Gather every line below that contains the word "white" and copy each of those lines in full. Case counts.

----- DATA TO USE

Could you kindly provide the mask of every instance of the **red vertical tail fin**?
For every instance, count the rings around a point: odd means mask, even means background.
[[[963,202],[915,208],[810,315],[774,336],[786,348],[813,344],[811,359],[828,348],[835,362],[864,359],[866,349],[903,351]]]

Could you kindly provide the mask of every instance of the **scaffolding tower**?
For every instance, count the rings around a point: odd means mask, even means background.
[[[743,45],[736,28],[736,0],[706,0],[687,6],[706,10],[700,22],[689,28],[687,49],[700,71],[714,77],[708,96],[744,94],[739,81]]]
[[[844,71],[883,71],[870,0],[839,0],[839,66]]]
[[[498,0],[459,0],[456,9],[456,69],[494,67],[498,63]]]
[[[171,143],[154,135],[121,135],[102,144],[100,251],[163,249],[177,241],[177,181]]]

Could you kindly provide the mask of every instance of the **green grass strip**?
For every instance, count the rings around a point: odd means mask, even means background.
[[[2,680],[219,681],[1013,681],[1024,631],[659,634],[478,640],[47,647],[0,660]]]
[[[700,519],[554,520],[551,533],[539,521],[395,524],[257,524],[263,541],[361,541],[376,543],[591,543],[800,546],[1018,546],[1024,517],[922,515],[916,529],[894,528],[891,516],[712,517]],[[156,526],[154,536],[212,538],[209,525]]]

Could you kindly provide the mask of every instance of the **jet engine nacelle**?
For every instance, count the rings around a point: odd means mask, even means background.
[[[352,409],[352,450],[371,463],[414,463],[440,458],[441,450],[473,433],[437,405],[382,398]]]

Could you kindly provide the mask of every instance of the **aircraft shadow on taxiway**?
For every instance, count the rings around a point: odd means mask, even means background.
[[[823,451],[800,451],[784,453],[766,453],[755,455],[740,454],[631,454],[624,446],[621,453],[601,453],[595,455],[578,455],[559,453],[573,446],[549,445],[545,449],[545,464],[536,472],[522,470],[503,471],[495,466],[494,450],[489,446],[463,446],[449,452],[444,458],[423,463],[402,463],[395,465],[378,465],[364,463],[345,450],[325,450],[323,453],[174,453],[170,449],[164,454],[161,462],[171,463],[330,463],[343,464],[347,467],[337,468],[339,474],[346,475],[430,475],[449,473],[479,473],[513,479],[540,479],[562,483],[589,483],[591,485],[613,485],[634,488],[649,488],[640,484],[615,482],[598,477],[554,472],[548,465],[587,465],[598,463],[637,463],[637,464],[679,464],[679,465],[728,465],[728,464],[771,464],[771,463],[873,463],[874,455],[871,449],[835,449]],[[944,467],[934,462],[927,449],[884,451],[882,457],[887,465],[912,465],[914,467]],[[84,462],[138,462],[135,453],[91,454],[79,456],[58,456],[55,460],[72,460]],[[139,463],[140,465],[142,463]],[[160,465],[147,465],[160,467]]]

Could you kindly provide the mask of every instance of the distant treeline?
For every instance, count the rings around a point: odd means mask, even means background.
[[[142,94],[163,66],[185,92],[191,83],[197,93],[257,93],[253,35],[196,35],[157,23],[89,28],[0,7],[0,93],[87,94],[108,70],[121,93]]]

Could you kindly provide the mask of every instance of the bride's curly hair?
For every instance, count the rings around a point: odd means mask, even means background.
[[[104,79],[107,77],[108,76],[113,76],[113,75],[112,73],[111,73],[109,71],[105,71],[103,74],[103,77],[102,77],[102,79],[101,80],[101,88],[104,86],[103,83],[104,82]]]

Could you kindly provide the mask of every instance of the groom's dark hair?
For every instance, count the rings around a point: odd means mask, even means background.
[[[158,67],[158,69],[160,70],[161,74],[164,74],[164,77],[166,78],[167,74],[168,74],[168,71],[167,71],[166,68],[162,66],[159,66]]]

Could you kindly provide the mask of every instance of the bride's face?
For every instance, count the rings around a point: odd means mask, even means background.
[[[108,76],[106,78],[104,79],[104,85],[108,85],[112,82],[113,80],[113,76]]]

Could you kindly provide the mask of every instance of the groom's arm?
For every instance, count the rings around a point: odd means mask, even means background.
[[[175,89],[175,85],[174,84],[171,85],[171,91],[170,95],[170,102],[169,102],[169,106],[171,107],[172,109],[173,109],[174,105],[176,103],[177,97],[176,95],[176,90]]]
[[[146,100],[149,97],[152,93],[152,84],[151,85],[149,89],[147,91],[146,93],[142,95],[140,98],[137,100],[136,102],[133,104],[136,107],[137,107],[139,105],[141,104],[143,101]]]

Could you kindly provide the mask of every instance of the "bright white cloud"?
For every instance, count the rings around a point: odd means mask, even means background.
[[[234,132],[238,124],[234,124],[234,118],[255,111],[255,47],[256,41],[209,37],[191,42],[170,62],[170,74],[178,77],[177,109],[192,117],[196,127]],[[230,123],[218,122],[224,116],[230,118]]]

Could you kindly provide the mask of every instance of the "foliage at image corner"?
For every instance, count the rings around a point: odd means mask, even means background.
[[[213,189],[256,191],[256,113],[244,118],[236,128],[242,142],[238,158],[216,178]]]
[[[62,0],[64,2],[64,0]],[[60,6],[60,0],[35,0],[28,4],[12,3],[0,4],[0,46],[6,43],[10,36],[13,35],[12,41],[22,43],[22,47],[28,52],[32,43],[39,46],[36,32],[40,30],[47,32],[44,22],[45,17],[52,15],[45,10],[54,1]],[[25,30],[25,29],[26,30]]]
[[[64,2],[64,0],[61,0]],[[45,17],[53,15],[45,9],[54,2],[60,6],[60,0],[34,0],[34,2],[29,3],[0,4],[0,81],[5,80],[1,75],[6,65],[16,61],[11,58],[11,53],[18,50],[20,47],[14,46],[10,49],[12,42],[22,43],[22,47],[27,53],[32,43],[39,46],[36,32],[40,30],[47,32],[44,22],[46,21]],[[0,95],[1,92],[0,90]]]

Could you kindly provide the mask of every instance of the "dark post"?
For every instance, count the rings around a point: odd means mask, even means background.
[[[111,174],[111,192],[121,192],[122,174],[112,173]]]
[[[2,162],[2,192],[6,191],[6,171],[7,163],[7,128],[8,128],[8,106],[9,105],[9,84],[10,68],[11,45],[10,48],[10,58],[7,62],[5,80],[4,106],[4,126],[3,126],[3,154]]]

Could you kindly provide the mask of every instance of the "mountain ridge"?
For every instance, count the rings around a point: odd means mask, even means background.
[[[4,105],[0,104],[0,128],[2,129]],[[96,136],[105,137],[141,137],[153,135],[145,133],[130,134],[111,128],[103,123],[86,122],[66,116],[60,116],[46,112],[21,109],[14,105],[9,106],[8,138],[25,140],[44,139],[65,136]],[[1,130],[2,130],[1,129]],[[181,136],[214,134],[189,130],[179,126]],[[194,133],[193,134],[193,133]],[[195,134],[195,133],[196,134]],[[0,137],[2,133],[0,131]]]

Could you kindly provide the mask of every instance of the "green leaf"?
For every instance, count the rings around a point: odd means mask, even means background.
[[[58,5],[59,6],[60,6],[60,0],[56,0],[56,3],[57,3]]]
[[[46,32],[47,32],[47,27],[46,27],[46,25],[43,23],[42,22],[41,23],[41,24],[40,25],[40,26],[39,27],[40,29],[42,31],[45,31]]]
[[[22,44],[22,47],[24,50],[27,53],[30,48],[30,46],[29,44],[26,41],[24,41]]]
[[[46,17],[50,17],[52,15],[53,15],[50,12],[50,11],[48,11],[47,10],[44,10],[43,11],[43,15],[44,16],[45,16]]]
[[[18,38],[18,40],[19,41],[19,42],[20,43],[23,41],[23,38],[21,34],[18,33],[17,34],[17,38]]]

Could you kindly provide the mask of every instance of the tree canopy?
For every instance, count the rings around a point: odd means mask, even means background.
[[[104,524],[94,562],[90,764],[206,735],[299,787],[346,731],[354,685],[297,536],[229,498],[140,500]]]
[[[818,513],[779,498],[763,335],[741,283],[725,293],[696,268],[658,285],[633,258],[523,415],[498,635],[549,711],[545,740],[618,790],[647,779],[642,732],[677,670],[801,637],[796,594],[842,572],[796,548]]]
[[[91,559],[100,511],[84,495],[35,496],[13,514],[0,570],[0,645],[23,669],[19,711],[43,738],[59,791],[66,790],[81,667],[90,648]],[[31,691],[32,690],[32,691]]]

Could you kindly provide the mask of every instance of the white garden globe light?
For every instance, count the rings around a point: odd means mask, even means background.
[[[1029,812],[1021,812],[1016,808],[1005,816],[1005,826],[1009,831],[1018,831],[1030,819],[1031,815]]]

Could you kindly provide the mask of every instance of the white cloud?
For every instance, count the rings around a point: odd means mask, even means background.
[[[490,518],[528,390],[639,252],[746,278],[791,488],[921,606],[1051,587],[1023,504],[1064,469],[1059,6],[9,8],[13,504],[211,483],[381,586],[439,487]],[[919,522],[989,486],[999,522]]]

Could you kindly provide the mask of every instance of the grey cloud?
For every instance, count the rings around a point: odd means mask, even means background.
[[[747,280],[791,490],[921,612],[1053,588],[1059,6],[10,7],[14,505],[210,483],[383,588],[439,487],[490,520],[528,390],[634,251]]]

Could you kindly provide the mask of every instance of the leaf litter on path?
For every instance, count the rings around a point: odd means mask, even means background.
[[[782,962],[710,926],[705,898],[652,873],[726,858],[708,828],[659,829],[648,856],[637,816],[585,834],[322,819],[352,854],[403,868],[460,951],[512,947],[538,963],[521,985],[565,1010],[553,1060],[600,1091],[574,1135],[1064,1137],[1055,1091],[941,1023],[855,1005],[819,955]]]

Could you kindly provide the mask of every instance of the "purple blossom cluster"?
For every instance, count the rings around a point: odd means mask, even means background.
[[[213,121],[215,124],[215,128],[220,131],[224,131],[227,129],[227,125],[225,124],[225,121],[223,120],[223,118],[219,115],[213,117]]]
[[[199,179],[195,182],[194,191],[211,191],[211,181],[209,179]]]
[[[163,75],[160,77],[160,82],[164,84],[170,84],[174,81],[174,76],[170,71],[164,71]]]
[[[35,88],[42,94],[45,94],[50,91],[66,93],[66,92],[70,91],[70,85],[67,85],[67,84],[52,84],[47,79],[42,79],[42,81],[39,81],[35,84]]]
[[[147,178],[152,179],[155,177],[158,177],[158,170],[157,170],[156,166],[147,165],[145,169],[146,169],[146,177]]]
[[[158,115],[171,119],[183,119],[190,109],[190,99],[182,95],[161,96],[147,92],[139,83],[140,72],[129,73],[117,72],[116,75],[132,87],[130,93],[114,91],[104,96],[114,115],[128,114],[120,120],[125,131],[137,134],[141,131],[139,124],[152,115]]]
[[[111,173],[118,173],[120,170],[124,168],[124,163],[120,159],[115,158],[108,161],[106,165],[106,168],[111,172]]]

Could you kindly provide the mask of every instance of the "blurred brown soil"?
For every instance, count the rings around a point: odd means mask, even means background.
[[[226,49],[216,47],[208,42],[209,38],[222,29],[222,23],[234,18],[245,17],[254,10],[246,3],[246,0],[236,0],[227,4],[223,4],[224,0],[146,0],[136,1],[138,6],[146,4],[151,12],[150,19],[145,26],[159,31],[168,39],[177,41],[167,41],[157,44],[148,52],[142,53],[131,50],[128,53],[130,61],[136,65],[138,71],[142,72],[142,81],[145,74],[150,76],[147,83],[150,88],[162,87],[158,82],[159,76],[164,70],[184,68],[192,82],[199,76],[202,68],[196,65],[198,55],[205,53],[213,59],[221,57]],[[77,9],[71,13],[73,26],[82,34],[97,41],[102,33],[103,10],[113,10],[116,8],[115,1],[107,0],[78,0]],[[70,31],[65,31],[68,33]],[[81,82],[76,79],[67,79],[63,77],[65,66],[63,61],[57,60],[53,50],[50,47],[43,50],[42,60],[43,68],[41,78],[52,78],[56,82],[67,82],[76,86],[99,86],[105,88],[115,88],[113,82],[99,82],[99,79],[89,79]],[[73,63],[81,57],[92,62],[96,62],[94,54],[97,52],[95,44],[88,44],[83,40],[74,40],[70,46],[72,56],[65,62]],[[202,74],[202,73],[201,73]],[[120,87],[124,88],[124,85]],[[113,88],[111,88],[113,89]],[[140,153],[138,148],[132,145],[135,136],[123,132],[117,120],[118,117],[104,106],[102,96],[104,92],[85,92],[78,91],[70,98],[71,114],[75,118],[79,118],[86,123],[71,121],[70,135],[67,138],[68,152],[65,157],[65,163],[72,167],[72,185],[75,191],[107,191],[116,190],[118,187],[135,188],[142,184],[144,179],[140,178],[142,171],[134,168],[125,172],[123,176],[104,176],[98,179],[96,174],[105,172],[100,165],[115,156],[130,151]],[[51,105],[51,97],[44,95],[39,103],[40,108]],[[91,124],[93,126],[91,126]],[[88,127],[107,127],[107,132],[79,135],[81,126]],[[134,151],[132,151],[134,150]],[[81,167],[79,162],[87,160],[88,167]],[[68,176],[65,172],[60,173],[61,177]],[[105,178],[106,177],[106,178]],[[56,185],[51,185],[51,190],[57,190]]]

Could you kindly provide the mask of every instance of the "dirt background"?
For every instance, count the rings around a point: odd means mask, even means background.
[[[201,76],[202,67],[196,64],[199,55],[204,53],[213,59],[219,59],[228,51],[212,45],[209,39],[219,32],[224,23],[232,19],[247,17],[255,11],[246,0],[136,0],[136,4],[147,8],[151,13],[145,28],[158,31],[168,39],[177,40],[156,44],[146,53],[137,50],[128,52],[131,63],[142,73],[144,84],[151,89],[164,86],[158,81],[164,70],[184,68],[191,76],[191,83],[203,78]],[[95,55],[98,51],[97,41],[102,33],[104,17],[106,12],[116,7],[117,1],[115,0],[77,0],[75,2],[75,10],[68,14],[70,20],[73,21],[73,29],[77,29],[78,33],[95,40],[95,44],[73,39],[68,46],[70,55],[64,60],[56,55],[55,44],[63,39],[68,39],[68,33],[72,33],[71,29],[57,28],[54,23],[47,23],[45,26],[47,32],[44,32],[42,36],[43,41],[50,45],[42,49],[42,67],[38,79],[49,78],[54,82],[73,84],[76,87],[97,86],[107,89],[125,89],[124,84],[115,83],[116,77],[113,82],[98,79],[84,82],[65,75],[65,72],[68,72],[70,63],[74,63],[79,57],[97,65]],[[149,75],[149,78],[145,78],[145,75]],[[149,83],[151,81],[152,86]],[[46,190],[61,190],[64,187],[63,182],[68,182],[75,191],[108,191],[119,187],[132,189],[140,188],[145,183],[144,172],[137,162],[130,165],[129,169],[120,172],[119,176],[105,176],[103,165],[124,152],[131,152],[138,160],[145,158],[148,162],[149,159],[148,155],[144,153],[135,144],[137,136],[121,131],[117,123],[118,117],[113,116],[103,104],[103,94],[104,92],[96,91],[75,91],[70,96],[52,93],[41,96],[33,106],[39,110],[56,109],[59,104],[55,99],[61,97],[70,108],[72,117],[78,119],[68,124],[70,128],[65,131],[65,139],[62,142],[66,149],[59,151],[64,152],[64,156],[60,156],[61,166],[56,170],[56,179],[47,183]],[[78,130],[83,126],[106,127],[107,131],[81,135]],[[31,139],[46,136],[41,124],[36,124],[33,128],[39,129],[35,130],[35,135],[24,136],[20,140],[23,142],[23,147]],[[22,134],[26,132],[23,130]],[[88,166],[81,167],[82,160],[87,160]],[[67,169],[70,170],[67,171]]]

----------

**ANSWER BELOW**:
Could you kindly provide the mask of every instance of the "bright white cloud"?
Could you kindly provide the mask of every instance of the white garden globe light?
Could you kindly provide the mask of every instance of the white cloud?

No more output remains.